#### FRAGMENT TEKSTU
Starship kontra New Glenn. Najbogatsi ludzie na Ziemi podbijają kosmos

Elon Musk, założyciel Tesli i Jeff Bezos, twórca Amazona, swoją rywalizację przenieśli na nowy poziom. Obaj dysponują gigantycznymi rakietami wielokrotnego użytku, które mają przynieść rewolucję w kosmosie.

Publikacja: 19.01.2025 12:28

Starship to największa rakieta w historii. Trudno będzie ją pokonać pod względem kosztów misji kosmi

Starship to największa rakieta w historii. Trudno będzie ją pokonać pod względem kosztów misji kosmicznych

Foto: SpaceX, X

Podbój kosmosu szybko przechodzi w ręce prywatne. Musk i Bezos mają na to pieniądze. Majątek pierwszego – według Bloomberg Index - wyniósł w grudniu ubiegłego roku prawie 450 ml dol. (w ub. r. wzrósł o ok. 200 mld dol.). Drugie miejsce w rankingu zajął Jeff Bezos, z blisko 250 mld dol.

Rywalizacja w kosmosie, i to nie tylko na polu wystrzeliwanych rakiet, ale i choćby satelitarnego internetu, to nie tylko kwestia prestiżu, ambicji i próżności. Tzw. gospodarka kosmiczna to gigantyczny biznes przyszłości, który według Global Data do 2030 roku ma podwoić swoją wartość osiągając 1 bln dol. Może też kiedyś ponieść miliarderów na inne planety czy asteroidy i kryjące się w nich bogactwa, jak rzadkie minerały.

#### UDOSTĘPNIONY MATERIAŁ
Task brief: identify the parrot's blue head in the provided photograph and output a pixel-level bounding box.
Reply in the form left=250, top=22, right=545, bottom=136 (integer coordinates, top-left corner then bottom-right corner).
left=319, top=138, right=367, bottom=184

#### POLECENIA
**1.** Przepisz z artykułu o rakietach Muska i Bezosa fragment od „Podbój kosmosu szybko” do „jak rzadkie minerały.”, razem z tymi słowami.
**2.** Pisz dalej artykuł o rakietach Muska i Bezosa, zaczynając zaraz po jego ostatnim zdaniu.

#### ODPOWIEDZI
**1.**
Podbój kosmosu szybko przechodzi w ręce prywatne. Musk i Bezos mają na to pieniądze. Majątek pierwszego – według Bloomberg Index - wyniósł w grudniu ubiegłego roku prawie 450 ml dol. (w ub. r. wzrósł o ok. 200 mld dol.). Drugie miejsce w rankingu zajął Jeff Bezos, z blisko 250 mld dol.

Rywalizacja w kosmosie, i to nie tylko na polu wystrzeliwanych rakiet, ale i choćby satelitarnego internetu, to nie tylko kwestia prestiżu, ambicji i próżności. Tzw. gospodarka kosmiczna to gigantyczny biznes przyszłości, który według Global Data do 2030 roku ma podwoić swoją wartość osiągając 1 bln dol. Może też kiedyś ponieść miliarderów na inne planety czy asteroidy i kryjące się w nich bogactwa, jak rzadkie minerały.

**2.**
I Musk, i Bezos, dysponują nie tylko największymi rakietami na świecie, ale jako pierwsi oferują przy tym rozwiązanie w postaci pojazdów wielokrotnego użytku, które pozwalają zdecydowanie obniżyć koszty lotów i czynią ich tu bezkonkurencyjnymi.

Starcie gigantycznych rakiet

Dlatego tak wielkim zainteresowaniem cieszą się próby ich największych rakiet - Starshipa należącej do Muska firmy SpaceX oraz New Glenn w barwach Blue Origin. W czwartek 16 stycznia doszło do prawdziwego pojedynku. Rano w dziewiczą podróż na orbitę wystartował New Glenn, zaś późnym wieczorem w siódmą próbną misję – Starship. To był remis, bo w obu przypadkach nie wszystko poszło, jak planowano.

Czytaj więcej

Starship Elona Muska poleciał w kosmos. Statek jednak utracono

New Glenn pomyślnie dotarł na orbitę, ale nad pierwszym stopniem rakiety tzw. boosterem stracono kontrolę i nie zdołał, jak zakładano, wylądować na Atlantyku, na statku-platformie Jacklyn, nazwanej tak na cześć matki Jeffa Bezosa.

Z kolei Starship też dotarł w kosmos, a booster oddzielił się i powrócił do bazy, gdzie przechwyciła go robotycznymi ramionami specjalna platforma mechazilla (udało się to po raz drugi po październikowym locie). Sam statek jednak zaraz potem, na wysokości 146 km, rozpadł się, a jego elementy rozświetliły niebo nad karaibskimi wyspami Turks and Caicos. „Starship doświadczył szybkiego nieplanowanego demontażu” - napisała firma na X. Z kolei Musk poinformował, że prawdopodobną przyczyną był wyciek paliwa.

Kosmiczna rywalizacja Muska i Bezosa

Rywalizacja miliarderów trwa już niemal ćwierć wieku. Jeff Bezos stwożył Blue Origin w 2000 roku, rok przed założeniem SpaceX przez Elona Muska. A jednak to ten ostatni działał szybciej i sprawniej, uzyskując przewagę. Kontroluje już ponad połowę rynku wystrzeleń rakiet, a jego SpaceX szokuje wyceną w postaci 300 mld dol.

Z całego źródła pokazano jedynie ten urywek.